**SET EXERCISE:** Put the items below into a two-column CSV with the headers "prompt" and "response", one row per item, holding its text and its answer. Wrap each field in double quotes and replace any line breaks with spaces.

(Extracted data entries)
________________________

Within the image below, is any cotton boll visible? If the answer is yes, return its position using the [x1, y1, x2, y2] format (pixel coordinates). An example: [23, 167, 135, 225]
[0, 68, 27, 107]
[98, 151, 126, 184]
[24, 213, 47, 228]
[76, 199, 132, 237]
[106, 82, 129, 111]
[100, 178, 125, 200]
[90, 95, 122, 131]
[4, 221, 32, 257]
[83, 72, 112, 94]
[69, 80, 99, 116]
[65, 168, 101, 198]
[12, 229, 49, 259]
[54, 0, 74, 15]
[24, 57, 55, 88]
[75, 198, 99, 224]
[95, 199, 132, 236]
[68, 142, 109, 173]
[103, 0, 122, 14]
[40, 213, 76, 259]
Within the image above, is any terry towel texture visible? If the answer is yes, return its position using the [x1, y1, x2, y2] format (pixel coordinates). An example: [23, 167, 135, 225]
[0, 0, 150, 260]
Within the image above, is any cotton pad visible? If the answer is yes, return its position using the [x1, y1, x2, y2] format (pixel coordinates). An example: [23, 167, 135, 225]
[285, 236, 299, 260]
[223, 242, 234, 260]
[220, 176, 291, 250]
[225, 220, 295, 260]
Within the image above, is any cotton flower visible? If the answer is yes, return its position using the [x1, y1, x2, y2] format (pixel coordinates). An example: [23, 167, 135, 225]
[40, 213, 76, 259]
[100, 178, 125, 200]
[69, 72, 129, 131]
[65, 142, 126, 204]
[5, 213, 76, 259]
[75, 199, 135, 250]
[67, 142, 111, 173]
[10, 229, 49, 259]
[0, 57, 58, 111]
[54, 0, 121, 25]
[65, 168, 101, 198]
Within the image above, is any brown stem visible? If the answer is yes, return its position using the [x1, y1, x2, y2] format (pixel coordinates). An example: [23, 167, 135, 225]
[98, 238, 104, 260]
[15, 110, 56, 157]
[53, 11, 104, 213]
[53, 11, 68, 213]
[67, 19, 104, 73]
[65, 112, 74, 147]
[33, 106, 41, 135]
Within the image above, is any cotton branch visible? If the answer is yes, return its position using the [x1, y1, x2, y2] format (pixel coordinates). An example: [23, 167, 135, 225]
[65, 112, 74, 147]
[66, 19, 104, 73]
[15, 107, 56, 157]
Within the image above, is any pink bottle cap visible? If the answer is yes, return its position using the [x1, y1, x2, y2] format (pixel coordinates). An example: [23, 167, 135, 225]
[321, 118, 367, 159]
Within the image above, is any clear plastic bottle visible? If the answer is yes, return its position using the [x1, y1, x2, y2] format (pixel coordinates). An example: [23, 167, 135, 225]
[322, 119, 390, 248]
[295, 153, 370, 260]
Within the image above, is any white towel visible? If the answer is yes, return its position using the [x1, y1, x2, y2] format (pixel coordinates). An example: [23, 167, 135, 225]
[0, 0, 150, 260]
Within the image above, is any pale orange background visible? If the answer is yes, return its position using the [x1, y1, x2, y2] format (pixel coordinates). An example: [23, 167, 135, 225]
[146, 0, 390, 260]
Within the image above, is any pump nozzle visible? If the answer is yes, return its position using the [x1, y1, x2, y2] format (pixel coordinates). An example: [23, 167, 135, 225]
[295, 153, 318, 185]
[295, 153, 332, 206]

________________________

**COMPLETED EXERCISE:**
prompt,response
"Within the image below, is any cotton boll visible? If the answer is yes, return its position using the [x1, y1, x2, y2] format (pixel coordinates). An example: [23, 167, 135, 225]","[0, 68, 27, 107] [98, 151, 126, 184] [24, 213, 47, 228] [76, 199, 132, 237] [106, 82, 129, 111] [100, 178, 125, 200] [90, 95, 122, 131] [4, 221, 32, 257] [83, 72, 112, 94] [69, 80, 99, 116] [65, 168, 101, 198] [12, 229, 49, 259] [54, 0, 74, 15] [24, 57, 55, 88] [75, 198, 99, 224] [95, 199, 132, 236] [68, 142, 109, 173] [103, 0, 122, 14] [40, 213, 76, 259]"
"Within the image above, is any terry towel texture visible? If the answer is yes, return its position using the [x1, y1, x2, y2] format (pixel coordinates). An example: [23, 167, 135, 225]","[0, 0, 150, 260]"
"Within the image above, is any cotton pad visible? If the answer is yes, return its position using the [x1, y1, x2, y2] format (pixel coordinates). An example: [23, 167, 135, 225]","[285, 236, 299, 260] [223, 242, 234, 260] [220, 176, 291, 250] [225, 220, 295, 260]"
"Within the image above, is any cotton flower visible? If the answer is yes, return its position using the [x1, y1, x2, y2] format (pixel coordinates). An example: [23, 167, 135, 225]","[40, 213, 76, 259] [100, 178, 125, 200] [69, 72, 129, 131] [65, 142, 126, 204] [5, 213, 76, 259] [75, 199, 135, 250] [67, 142, 111, 173] [10, 229, 49, 259] [0, 57, 58, 111] [54, 0, 121, 25] [65, 168, 101, 198]"
"Within the image above, is any brown stem visible? If the answer is yes, return its position using the [x1, y1, x2, y2] format (pixel coordinates). An example: [23, 167, 135, 225]","[98, 238, 104, 260] [15, 110, 56, 157] [53, 11, 104, 213] [53, 11, 68, 213] [67, 19, 104, 73] [65, 112, 74, 147] [33, 106, 41, 135]"
"Within the image above, is any cotton branch visible? If the answer is yes, return its position using the [x1, y1, x2, y2] format (pixel coordinates). An example: [23, 167, 135, 225]","[65, 112, 74, 147] [66, 19, 104, 73] [15, 107, 56, 157]"
"Within the image above, is any pink bottle cap visible? If the answer is yes, return its position using the [x1, y1, x2, y2] format (pixel coordinates). An example: [23, 167, 135, 225]","[321, 118, 367, 159]"
"Within the image above, is any clear plastic bottle visible? If the answer is yes, return its position using the [x1, y1, x2, y2] format (pixel coordinates). An example: [23, 167, 135, 225]","[322, 119, 390, 248] [295, 153, 370, 260]"
"Within the image above, is any white towel visible? If the answer is yes, return its position using the [x1, y1, x2, y2] format (pixel coordinates). An example: [23, 167, 135, 225]","[0, 0, 150, 260]"
"Within the image above, is any pale orange background visible? If the answer is yes, return its position using the [x1, y1, x2, y2] format (pixel coordinates). An example: [23, 167, 135, 225]","[146, 0, 390, 260]"
"Within the image above, is any pump nozzle visible? If the answer is yes, return its position using the [x1, y1, x2, y2] format (pixel coordinates). An example: [23, 167, 135, 225]","[295, 153, 318, 185] [295, 153, 332, 206]"